• [Exercise description]: Find the string "petal" in the data, then copy every line where it is found.

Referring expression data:
....................

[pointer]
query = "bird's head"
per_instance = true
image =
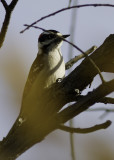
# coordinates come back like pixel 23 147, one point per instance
pixel 50 40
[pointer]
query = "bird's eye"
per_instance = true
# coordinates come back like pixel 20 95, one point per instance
pixel 50 36
pixel 42 38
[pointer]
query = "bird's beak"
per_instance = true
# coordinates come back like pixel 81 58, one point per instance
pixel 65 36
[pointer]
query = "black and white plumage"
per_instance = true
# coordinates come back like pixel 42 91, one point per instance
pixel 48 66
pixel 45 70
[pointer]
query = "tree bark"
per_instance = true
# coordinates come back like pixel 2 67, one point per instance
pixel 48 117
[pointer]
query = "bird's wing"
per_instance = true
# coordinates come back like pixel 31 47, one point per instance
pixel 36 67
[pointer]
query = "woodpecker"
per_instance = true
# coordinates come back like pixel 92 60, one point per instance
pixel 48 66
pixel 45 70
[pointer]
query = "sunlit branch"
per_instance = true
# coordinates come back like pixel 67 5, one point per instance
pixel 106 100
pixel 86 102
pixel 8 8
pixel 64 9
pixel 86 130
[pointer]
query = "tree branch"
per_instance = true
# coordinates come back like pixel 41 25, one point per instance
pixel 86 130
pixel 9 9
pixel 86 102
pixel 64 9
pixel 106 100
pixel 47 116
pixel 4 4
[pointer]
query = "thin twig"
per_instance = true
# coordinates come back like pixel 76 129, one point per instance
pixel 64 9
pixel 76 47
pixel 70 55
pixel 4 4
pixel 69 3
pixel 8 8
pixel 100 109
pixel 85 102
pixel 86 130
pixel 106 100
pixel 70 63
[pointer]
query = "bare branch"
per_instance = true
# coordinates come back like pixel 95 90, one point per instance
pixel 64 9
pixel 85 102
pixel 100 109
pixel 106 100
pixel 69 3
pixel 4 4
pixel 13 4
pixel 9 9
pixel 70 63
pixel 86 130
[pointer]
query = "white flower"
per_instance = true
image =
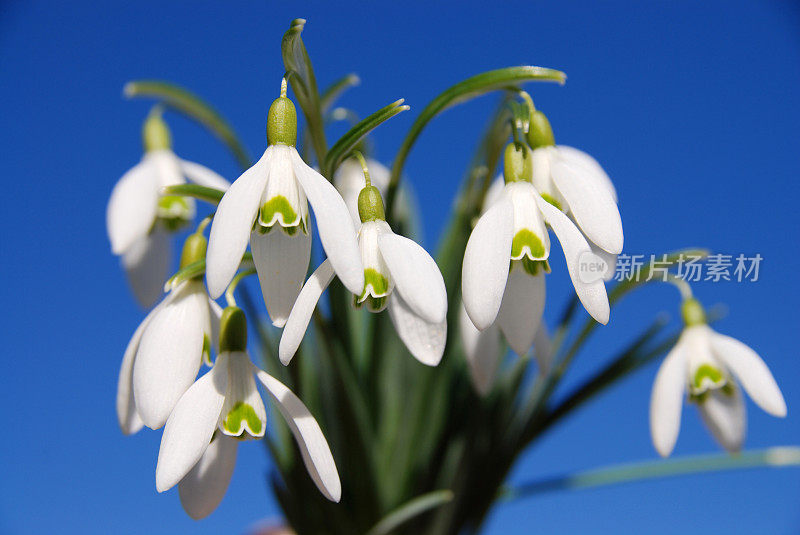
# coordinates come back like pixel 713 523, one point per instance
pixel 400 275
pixel 201 437
pixel 139 217
pixel 513 229
pixel 482 351
pixel 710 368
pixel 164 355
pixel 276 192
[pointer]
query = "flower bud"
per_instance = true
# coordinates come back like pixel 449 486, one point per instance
pixel 517 163
pixel 194 249
pixel 540 134
pixel 233 330
pixel 155 133
pixel 370 205
pixel 282 120
pixel 692 312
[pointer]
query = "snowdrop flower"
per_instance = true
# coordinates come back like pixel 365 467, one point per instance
pixel 349 181
pixel 506 258
pixel 167 349
pixel 483 351
pixel 711 368
pixel 574 182
pixel 268 206
pixel 201 437
pixel 399 275
pixel 139 218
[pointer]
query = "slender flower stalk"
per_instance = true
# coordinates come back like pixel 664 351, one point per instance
pixel 222 408
pixel 268 207
pixel 139 218
pixel 399 275
pixel 167 349
pixel 710 369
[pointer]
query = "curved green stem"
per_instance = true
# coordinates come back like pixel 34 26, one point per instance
pixel 459 93
pixel 194 107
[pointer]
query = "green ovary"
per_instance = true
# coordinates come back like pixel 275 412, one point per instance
pixel 242 412
pixel 279 209
pixel 174 212
pixel 527 239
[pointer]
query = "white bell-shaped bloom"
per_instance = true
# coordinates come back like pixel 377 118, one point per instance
pixel 268 207
pixel 139 217
pixel 513 229
pixel 164 355
pixel 201 437
pixel 399 275
pixel 710 368
pixel 483 351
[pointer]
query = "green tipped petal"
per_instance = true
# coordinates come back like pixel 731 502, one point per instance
pixel 526 243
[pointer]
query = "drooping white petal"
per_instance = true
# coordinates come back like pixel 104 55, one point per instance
pixel 129 420
pixel 203 488
pixel 233 220
pixel 313 446
pixel 521 310
pixel 595 170
pixel 543 349
pixel 281 262
pixel 203 176
pixel 666 401
pixel 146 265
pixel 751 371
pixel 300 316
pixel 132 207
pixel 424 339
pixel 191 425
pixel 725 416
pixel 592 294
pixel 486 261
pixel 482 350
pixel 334 225
pixel 416 276
pixel 243 410
pixel 591 204
pixel 170 353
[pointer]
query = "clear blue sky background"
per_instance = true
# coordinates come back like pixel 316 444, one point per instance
pixel 692 108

....................

• [Response box]:
query = "green tipped petal"
query = "drooping white petal"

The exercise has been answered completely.